*Instructions*:
- A) Translate this sentence from the floor speech on foreign insurance tax avoidance into Spanish: "Bermuda is not the only jurisdiction favorable for reinsurance."
- B) Continue the floor speech on foreign insurance tax avoidance, starting after its last sentence.

*Reading passage*:
#####

Introduction of Legislation to Address the Tax Avoidance Problem

Floor Speech

By:
Date:
Location: Washington, DC

Mr. NEAL. Mr. Speaker, today I am pleased to come before the House to introduce legislation ending a current law loophole that allows foreign insurance groups to strip their U.S. income into tax havens to avoid U.S. tax and gain a competitive advantage over American companies. I am pleased to be joined in my efforts by Senator Menendez, who is introducing the Senate companion bill.

Many foreign-based insurance companies are using affiliate reinsurance to shift their U.S. reserves into tax havens overseas, thereby avoiding U.S. tax on their investment income. This provides these companies with a significant unfair competitive advantage over U.S.-based companies, which must pay tax on their investment income. To take advantage of this loophole, several U.S. companies have ``inverted'' into tax havens and numerous other companies have been formed offshore. And, absent effective legislation, industry experts have predicted that capital migration will continue to grow, stating that ``redomestication offshore will be a competitive necessity for many U.S. primary `specialty' insurers.'' As we grapple with significant budget challenges in the years to come, it is essential that we not allow the continued migration of capital overseas and erosion of our tax base. Clearly, at a time when we are considering a move to a territorial system with base erosion rules applicable to U.S. companies, we must also have ``credible'' rules to prevent base erosion by foreign companies doing business in the U.S.

There have been previous attempts to address the tax avoidance problem resulting from reinsurance between related entities. Congress first recognized the problem of excessive reinsurance in 1984 and provided specific authority to Treasury under Section 845 of the Tax Code to reallocate items and make adjustments in reinsurance transactions in order to prevent tax avoidance or evasion. In 2003, the Bush Treasury Department testified before Congress that the existing mechanisms were not sufficient. In 2004, Congress amended Section 845 to expand the authority of Treasury to not only reallocate among the parties to a reinsurance agreement but also to recharacterize items within or related to the agreement. Congress specifically cited the concern that these reinsurance transactions were being used inappropriately among U.S. and foreign related parties for tax evasion. Unfortunately, as recent data shows, this grant of expanded authority to Treasury has not stemmed the tide of capital moving offshore to take advantage of the tax benefit.

Since 1996, the amount of reinsurance sent to offshore affiliates has grown dramatically, from a total of $4 billion ceded in 1996 to $33 billion in 2011, including nearly $20 billion to Bermuda affiliates and over $7 billion to Swiss affiliates. Use of this affiliate reinsurance provides foreign insurance groups with a significant market advantage over U.S. companies in writing direct insurance here in the U.S. Over the same period, we have seen a doubling in the growth of market share of direct premiums written by groups domiciled outside the U.S., from 5.1 percent to 11.1 percent, representing $57 billion in direct premiums written in 2011. Again, Bermuda-based companies represent the bulk of this growth, rising from 0.1 percent to 3 percent, although it peaked at 4% before some companies moved from Bermuda to Switzerland seeking protection under the tax treaties. And it should be noted that during this time, the percentage of premiums ceded to affiliates of non-U.S. based companies has grown from 13 percent to 57 percent. Bermuda is not the only jurisdiction favorable for reinsurance. In fact, one company moved from the Cayman Islands to Switzerland citing ``the security of a network of tax treaties,'' among other benefits.

#####

*Given material*:
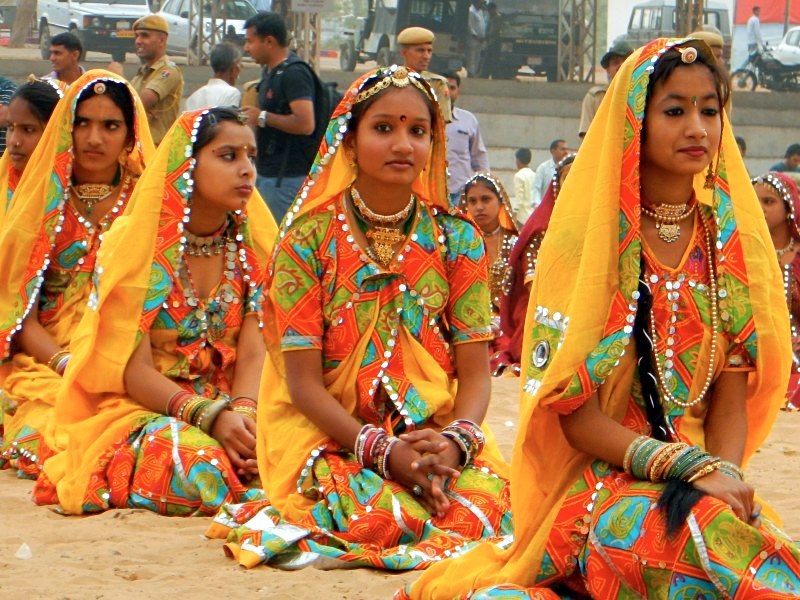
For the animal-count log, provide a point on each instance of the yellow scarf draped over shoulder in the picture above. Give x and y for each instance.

#####

*In response*:
- A) Bermudas no es la única jurisdicción favorable para el reaseguro.

- B)
A coalition of 13 of the largest U.S.-based insurance and reinsurance companies has been formed to express their concerns to Congress. They recently wrote to the House Ways and Means Committee's working groups urging passage of my proposed legislation because, as they wrote, ``This loophole provides foreign-controlled insurers a significant tax advantage over their domestic competitors in attracting capital to write U.S. business. Our tax system should not favor foreign-owned groups over domestic insurers in selling insurance here at home.'' With more than 150,000 employees and a trillion dollars in assets here in the U.S., I believe it is a message of concern that we should heed.

But it is not only the harm to our tax base that should concern us. According to a 2010 investigative report in the Sarasota Herald-Tribune entitled ``How Bermuda Rigs Insurance Rates in Florida,'' for which the reporter won a Pulitzer Prize, ``Two-thirds of property insurance premiums now leave Florida as unregulated payments to largely offshore reinsurers ..... without rate control or consumer oversight.'' It clearly cannot be good for us to lose regulatory control over our U.S. insurance industry.
That is why I am again filing legislation to end the Bermuda reinsurance loophole. This proposal has been developed working with the tax experts at both the Treasury Department and the staff of the Joint Committee on Taxation to address concerns that have been raised with prior versions of the bill and develop a balanced approach to address this loophole. The proposal is consistent with our trade agreements and our tax treaties.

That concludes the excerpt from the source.